### What you should do:
Rewrite every line from the one containing "Return the outline of every instance of the leafy" through the end of the lines, keeping the request lines unchanged. In the answer outlines, shift each point by adding 17 to every coordinate, and leave the format samples as they are.

### Data supplied:
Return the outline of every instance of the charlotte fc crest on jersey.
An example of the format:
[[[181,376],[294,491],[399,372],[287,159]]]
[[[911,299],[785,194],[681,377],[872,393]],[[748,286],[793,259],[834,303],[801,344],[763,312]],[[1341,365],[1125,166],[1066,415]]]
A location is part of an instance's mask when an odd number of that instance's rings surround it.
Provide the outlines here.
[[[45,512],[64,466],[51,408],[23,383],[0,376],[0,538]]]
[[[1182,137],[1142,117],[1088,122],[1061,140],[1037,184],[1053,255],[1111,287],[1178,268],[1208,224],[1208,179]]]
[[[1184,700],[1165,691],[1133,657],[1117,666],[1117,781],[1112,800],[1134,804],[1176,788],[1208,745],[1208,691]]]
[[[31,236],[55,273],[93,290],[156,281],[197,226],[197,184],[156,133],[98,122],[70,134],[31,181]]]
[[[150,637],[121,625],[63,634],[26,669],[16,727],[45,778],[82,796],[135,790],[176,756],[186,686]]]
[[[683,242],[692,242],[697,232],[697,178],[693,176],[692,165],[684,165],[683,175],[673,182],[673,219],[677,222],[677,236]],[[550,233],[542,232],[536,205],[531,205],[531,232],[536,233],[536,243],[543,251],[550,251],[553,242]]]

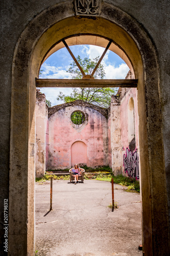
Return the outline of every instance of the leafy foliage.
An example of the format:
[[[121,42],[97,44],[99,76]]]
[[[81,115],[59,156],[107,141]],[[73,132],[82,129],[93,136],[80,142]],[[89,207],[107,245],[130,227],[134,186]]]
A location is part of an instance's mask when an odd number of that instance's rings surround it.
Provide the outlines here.
[[[85,117],[81,111],[76,111],[72,114],[71,120],[75,124],[81,124],[85,121]]]
[[[78,61],[86,75],[91,74],[99,59],[99,56],[91,60],[86,57],[82,60],[78,55],[77,58]],[[82,79],[83,75],[77,66],[76,62],[73,61],[70,64],[70,67],[67,71],[70,74],[72,79]],[[105,72],[103,65],[100,64],[94,75],[95,79],[103,79]],[[57,100],[63,100],[65,103],[74,101],[77,99],[91,103],[103,108],[108,108],[110,103],[111,96],[115,93],[113,88],[72,88],[73,92],[70,95],[66,96],[61,92],[57,98]]]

### Full solution:
Return the outline of every instance of the leafy foliage.
An example of the format:
[[[121,42],[97,44],[99,76]]]
[[[81,115],[59,156],[107,141]],[[73,132],[82,129],[93,136],[80,142]],[[89,207],[107,245],[130,227],[134,186]]]
A location is part of an instance's mask when an odd number of that instance's rings surround it.
Provide the outlines here.
[[[102,134],[98,128],[93,128],[89,131],[88,137],[92,141],[98,141],[102,138]]]
[[[95,78],[103,92],[108,91],[116,76],[116,73],[108,77],[103,74],[99,77],[95,72],[94,75]],[[99,96],[100,92],[94,83],[93,79],[90,78],[87,81],[87,84],[84,88],[87,91],[89,96]],[[122,89],[120,82],[117,81],[111,92],[112,96],[120,96]],[[74,117],[80,117],[82,120],[91,118],[94,116],[108,120],[120,125],[125,125],[127,120],[128,113],[132,110],[130,105],[89,105],[90,109],[87,112],[83,113],[78,109],[74,115]]]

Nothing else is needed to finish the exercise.